Task list:
**a)** Under the well casing rules, how much wider than the casing's nominal outside diameter must the wellbore be where surface casing will be set and cemented?
**b)** Based on the well casing rules, explain why a zone would be classed as one with corrosive formation fluids.

Passage given:
══════════════════════════════
The Commission will maintain a list of known zones by district and county that
are considered potential flow zones and make this information available to all
operators. The Commission will revise this list as necessary based on
information provided, or otherwise made available, to the Commission.
(O) Zone with corrosive formation
fluids--Any zone designated by the director or identified by the operator using
available data containing formation fluids that are capable of negatively
impacting the integrity of casing and/or cement or have a demonstrated trend of
failure for similar casing and cement design in the field. The Commission will
maintain a list of known zones by district and county that are considered zones
with corrosive formation fluids, and make this information available to all
operators. The Commission will revise this list as necessary based on
information provided, or otherwise made available, to the Commission.
(P) Usable quality water--Water as defined in
§
3.30(e)(7)(B)(i)
of this title (relating to Memorandum of Understanding between the Railroad
Commission of Texas (RRC) and the Texas Commission on Environmental Quality
(TCEQ)).
(3) Wellbore
diameters.
(A) The diameter of the wellbore
in which surface casing will be set and cemented shall be at least one and
one-half (1.50) inches greater than the nominal outside diameter of casing to
be installed, unless otherwise approved by the district director.
(B) For subsequent casing strings, the
diameter of each section of the wellbore for which casing will be set and
cemented shall be at least one (1) inch greater than the nominal outside
diameter of the casing to be installed, unless otherwise approved by the
district director. The district director may grant such approvals on an area
basis.
(C) The casing diameter
requirements in subparagraphs (A) and (B) of this paragraph do not apply to
reentries, liners, and expandable casing.
(D) All float equipment, centralizers,
packers, cement baskets, and all other equipment run into the wellbore on
casing shall be consistent with the manufacturer's recommendations.
(4) Casing and cementing.
(A) All casing cemented in any well shall be
steel casing that has been hydrostatically pressure tested with an applied
pressure at least equal to the maximum pressure to which the pipe will be
subjected in the well. For new pipe, the mill test pressure may be used to
fulfill this requirement. As an alternative to hydrostatic testing, a casing
evaluation tool may be employed. Casing meeting the performance standards set
forth in API Specification 5CT: Specification for Casing and Tubing (or a
Commission-approved equivalent standard) shall be used through the protection
depth.
(B) The base cement shall
meet the standards set forth in API Specification 10A: Specification for Cement
and Material for Well Cementing or the American Society for Testing and
Materials (ASTM) Specification C150/C150M, Standard Specification for Portland
Cement (or a Commission-approved equivalent standard).
══════════════════════════════
Items from a dataset:
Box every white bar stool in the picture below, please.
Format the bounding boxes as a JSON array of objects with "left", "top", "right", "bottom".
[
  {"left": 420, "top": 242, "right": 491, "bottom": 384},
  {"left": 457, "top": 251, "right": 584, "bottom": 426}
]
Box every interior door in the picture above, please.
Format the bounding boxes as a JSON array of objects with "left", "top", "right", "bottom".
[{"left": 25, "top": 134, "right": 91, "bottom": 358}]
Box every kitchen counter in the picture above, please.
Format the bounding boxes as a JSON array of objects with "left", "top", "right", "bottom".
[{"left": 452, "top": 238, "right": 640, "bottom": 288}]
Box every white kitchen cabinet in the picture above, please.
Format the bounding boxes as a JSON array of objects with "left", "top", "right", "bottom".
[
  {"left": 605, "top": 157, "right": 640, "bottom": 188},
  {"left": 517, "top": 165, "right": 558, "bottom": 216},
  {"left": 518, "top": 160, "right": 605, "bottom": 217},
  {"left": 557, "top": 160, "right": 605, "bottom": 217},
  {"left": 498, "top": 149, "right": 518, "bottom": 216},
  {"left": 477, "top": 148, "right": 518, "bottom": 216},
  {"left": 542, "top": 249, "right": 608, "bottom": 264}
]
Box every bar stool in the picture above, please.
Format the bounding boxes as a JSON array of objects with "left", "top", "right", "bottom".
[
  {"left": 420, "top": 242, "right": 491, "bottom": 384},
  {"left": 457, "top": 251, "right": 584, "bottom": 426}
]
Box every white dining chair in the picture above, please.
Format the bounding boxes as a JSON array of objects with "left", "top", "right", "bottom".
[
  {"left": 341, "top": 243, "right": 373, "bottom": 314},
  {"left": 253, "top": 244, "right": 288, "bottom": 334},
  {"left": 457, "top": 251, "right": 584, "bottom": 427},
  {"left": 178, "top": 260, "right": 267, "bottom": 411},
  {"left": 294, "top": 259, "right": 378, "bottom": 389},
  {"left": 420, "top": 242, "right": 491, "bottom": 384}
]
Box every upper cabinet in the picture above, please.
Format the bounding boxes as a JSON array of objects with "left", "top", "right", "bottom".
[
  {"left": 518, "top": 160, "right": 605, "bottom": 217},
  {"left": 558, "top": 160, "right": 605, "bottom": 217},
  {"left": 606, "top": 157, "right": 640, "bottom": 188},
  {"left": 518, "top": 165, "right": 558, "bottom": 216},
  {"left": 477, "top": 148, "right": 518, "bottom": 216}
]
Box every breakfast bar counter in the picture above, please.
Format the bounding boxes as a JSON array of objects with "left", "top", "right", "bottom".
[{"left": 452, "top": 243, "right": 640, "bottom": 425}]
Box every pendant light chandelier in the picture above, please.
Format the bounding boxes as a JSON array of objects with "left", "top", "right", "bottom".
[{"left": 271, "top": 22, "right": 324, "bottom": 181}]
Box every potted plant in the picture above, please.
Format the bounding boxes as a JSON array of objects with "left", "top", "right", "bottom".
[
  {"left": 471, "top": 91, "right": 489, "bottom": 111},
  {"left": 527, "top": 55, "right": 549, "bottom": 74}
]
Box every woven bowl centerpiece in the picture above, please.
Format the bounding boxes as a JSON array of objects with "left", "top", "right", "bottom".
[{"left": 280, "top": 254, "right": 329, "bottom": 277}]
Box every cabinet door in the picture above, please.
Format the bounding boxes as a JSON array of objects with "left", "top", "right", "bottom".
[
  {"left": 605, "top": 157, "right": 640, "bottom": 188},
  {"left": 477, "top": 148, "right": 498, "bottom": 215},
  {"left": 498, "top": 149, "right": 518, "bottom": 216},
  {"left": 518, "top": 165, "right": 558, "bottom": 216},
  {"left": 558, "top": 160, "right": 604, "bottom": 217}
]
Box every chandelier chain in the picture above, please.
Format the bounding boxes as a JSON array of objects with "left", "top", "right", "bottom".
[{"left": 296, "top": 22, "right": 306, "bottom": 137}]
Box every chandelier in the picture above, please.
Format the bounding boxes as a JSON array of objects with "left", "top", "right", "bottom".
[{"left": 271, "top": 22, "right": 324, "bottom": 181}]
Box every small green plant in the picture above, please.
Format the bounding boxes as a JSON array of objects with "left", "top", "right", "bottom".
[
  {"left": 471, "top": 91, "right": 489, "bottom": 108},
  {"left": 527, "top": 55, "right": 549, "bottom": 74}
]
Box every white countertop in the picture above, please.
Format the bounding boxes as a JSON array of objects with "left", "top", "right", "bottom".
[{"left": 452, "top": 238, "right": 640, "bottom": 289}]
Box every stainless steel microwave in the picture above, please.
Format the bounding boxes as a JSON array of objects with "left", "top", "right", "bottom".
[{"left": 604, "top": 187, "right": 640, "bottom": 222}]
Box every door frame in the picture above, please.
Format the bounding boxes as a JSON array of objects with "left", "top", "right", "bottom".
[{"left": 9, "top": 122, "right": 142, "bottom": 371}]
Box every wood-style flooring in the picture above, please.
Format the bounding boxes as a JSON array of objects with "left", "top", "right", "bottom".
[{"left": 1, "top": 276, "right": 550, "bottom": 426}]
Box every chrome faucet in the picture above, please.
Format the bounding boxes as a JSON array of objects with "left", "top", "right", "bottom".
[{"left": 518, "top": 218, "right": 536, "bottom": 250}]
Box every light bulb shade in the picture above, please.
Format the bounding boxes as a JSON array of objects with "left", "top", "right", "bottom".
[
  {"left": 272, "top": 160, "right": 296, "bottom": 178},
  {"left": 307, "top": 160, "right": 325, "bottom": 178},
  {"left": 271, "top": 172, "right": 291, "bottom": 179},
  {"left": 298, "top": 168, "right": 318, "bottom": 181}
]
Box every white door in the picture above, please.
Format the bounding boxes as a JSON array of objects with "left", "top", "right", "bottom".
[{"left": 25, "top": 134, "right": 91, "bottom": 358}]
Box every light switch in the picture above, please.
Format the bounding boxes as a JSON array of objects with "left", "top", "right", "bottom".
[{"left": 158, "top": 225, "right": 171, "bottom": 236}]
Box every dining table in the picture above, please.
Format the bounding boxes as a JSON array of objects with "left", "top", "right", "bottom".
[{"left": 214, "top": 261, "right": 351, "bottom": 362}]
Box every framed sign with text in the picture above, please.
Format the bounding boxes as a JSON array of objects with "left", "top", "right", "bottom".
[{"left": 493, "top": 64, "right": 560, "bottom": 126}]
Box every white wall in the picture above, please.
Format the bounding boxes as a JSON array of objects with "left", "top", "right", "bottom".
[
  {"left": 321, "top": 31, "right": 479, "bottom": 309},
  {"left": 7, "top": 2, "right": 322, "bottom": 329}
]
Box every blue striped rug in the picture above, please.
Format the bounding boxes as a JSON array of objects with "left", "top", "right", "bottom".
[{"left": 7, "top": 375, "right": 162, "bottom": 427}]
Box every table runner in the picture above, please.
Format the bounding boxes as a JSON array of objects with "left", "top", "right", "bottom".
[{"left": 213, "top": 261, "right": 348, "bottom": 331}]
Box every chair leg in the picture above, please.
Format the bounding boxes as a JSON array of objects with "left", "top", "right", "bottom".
══════════════════════════════
Expected responses:
**a)** At least one and one-half (1.50) inches wider, unless the district director approves otherwise.

**b)** A zone is classed this way when its formation fluids can negatively affect the integrity of casing and/or cement, or when similar casing and cement designs in the field show a trend of failure. The director may designate the zone, or the operator may identify it using available data.